■ WHAT IS EXPECTED: Please update the rows from the line with "Could you please tag every instance of the tree canopy" through the end of the rows, replacing "Coords" with "Points" and keeping everything else the same. Return only those lines.

======

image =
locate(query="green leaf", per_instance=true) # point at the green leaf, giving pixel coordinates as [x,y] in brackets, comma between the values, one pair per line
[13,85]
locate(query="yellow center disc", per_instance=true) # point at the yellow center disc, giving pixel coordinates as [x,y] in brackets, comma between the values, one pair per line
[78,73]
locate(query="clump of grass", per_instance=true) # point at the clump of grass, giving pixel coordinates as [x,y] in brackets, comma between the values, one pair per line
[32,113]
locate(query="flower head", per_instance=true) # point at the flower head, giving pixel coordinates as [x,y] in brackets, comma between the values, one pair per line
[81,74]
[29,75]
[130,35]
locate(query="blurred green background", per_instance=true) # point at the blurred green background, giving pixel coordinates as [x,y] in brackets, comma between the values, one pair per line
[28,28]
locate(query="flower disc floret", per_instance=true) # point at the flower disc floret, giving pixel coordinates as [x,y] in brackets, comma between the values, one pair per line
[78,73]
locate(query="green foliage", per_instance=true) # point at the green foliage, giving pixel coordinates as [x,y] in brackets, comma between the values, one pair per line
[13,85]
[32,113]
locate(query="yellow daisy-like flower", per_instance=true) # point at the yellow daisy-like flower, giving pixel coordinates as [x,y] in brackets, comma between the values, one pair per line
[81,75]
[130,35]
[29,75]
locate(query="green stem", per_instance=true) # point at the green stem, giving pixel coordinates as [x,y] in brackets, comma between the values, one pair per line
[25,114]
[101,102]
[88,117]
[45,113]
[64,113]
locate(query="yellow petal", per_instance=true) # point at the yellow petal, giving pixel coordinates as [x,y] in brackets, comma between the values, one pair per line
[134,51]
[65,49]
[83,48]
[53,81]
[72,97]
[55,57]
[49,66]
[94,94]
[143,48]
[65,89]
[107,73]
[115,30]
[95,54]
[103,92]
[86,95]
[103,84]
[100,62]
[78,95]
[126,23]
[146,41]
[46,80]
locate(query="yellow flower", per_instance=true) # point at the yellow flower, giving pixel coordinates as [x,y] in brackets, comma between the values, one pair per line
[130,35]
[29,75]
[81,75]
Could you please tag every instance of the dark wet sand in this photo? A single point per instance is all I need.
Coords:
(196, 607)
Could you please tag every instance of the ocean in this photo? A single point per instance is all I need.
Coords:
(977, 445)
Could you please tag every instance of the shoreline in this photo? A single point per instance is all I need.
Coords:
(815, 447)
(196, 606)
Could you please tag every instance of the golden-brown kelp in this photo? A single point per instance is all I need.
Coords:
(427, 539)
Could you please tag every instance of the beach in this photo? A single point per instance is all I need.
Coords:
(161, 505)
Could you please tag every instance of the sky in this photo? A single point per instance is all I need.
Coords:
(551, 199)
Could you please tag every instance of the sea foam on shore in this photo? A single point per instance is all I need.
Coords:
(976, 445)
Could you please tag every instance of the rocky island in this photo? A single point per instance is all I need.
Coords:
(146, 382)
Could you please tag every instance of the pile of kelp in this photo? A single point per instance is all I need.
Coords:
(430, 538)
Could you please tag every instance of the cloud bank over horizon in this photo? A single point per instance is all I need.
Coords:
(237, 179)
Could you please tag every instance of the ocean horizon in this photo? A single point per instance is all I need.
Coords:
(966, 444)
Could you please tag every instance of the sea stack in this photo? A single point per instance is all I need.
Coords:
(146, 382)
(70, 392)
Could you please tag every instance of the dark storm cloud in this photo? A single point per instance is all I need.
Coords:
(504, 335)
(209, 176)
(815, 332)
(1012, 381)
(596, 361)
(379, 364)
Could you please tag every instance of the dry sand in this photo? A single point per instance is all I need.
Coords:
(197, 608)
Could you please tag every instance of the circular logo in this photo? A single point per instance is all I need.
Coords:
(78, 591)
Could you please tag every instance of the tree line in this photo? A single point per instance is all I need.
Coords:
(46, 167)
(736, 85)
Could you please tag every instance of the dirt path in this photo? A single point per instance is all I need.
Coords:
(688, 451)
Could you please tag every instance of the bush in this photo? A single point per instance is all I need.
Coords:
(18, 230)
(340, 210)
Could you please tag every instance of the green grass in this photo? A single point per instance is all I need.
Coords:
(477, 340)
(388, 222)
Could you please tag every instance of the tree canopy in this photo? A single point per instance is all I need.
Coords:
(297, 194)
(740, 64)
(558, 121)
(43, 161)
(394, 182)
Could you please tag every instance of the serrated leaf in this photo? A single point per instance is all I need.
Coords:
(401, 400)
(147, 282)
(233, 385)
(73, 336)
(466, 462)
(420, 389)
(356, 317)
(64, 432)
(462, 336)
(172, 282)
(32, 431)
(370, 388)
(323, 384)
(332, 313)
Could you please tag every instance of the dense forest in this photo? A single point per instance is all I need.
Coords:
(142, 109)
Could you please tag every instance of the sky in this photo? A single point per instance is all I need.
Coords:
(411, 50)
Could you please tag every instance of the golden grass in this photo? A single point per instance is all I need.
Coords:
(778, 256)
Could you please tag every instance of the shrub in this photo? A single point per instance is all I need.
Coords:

======

■ WORKED ANSWER:
Could you please tag every instance of the tree canopy in this photo? A single point per instance is all I need.
Points:
(297, 194)
(740, 64)
(558, 121)
(43, 161)
(394, 182)
Could you please tag every instance of the serrated leaf in this photo? A single point per instance is all I need.
Points:
(401, 400)
(147, 282)
(233, 385)
(73, 336)
(466, 462)
(420, 389)
(356, 317)
(64, 432)
(462, 336)
(172, 282)
(32, 431)
(370, 388)
(323, 384)
(332, 313)
Could you please tag every instance of the dense forest in this photo? A single point per instance is all I need.
Points:
(142, 109)
Could you please tag every instance of the sky in this photo? A single point per instance is all I need.
Points:
(411, 50)
Could you please tag every instance of the golden grass in this photo? A single point per instance is all I need.
Points:
(778, 256)
Could you please tag every instance of the shrub in this photo? A single point per instance is all I need.
Points:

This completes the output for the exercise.